(Outline annotation records)
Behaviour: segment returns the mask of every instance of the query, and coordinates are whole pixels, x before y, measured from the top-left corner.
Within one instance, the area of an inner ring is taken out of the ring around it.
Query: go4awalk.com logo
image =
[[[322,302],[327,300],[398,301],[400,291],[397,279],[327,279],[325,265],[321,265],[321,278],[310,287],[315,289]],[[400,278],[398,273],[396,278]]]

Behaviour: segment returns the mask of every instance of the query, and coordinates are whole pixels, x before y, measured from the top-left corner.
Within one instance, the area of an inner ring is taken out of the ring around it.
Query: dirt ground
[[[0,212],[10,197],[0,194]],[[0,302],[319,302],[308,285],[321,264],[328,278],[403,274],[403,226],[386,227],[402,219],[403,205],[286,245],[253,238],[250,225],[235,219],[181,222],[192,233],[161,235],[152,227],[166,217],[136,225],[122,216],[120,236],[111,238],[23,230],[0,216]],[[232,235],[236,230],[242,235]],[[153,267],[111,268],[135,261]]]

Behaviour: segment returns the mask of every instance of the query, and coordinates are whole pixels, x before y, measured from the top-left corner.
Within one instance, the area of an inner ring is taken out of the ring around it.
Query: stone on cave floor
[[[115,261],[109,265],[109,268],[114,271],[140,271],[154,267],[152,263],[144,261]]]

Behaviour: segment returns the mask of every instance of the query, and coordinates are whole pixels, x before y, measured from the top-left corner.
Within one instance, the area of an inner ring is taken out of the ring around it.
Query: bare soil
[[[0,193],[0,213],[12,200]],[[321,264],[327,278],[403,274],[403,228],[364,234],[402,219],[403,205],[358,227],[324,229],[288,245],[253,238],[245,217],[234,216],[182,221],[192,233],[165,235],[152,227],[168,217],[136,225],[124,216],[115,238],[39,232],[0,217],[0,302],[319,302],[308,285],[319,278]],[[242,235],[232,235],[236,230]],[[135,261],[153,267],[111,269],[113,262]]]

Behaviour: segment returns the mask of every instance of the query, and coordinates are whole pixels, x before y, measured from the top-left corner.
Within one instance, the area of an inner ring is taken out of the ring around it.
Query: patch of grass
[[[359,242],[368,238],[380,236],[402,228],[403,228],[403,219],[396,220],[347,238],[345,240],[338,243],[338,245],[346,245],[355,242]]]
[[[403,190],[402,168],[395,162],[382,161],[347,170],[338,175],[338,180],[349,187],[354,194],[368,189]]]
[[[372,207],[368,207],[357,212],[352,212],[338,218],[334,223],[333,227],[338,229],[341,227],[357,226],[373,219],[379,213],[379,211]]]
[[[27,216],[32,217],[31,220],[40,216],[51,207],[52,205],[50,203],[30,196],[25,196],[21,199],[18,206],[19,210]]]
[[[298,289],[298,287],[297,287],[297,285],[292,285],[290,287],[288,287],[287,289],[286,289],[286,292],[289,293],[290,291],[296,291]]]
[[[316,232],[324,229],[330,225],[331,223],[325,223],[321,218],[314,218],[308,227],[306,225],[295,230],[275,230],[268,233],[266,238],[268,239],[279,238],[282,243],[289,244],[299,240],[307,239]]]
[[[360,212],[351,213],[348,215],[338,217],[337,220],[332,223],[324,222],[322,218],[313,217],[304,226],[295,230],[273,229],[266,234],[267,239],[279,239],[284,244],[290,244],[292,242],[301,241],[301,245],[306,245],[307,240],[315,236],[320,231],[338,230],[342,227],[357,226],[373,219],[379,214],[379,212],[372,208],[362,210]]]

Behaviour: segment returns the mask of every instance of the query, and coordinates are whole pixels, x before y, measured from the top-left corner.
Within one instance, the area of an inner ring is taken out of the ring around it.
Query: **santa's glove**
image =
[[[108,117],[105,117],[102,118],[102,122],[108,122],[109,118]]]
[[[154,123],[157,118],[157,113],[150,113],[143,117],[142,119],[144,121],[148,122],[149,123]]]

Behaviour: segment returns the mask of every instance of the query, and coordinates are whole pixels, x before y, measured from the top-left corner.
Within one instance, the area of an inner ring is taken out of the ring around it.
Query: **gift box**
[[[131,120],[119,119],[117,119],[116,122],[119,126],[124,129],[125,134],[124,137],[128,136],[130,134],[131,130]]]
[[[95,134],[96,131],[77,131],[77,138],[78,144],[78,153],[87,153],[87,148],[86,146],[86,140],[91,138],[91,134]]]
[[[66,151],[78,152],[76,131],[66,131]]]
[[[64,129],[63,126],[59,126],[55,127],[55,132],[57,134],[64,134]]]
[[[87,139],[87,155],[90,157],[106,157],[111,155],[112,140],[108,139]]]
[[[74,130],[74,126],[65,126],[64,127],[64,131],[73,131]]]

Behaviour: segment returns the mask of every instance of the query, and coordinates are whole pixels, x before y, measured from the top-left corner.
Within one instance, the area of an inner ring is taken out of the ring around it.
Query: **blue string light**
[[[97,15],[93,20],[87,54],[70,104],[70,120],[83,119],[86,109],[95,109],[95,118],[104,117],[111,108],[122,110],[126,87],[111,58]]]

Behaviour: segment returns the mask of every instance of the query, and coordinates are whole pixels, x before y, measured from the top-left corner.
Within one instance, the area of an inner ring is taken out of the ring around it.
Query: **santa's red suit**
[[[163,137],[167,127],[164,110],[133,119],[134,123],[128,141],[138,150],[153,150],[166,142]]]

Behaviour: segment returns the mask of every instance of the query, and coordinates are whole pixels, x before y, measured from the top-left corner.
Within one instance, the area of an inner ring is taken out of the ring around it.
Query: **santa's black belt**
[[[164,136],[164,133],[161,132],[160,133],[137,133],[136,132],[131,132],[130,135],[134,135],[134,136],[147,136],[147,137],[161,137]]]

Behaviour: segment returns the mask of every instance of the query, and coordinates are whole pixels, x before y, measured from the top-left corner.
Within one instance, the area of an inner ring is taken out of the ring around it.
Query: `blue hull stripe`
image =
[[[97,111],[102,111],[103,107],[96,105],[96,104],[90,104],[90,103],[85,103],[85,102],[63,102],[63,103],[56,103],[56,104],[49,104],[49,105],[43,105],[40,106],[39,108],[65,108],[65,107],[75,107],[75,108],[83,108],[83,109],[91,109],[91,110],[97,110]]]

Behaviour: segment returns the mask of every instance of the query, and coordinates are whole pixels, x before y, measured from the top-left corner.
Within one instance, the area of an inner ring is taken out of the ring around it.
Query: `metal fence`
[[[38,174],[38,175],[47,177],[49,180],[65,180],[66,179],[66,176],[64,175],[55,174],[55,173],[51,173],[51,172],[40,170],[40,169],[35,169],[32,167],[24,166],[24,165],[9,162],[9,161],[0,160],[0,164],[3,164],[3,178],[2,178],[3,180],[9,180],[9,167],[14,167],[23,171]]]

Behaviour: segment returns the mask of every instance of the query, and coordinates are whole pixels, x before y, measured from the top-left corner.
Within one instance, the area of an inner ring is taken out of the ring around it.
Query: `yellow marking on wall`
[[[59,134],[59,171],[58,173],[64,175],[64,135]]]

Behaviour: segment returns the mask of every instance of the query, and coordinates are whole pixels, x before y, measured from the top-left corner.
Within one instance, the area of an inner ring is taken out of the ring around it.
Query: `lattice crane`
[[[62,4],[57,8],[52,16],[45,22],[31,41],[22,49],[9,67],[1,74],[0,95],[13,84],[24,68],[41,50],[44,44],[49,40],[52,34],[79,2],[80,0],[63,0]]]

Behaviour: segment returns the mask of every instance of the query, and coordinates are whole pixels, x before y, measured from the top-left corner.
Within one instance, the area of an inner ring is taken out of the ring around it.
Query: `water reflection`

→ STATED GOAL: Count the lines in the rows above that contain the string "santa", treating uppercase and lowercase as different. Reply with the number alone.

→ FULL SOLUTION: 3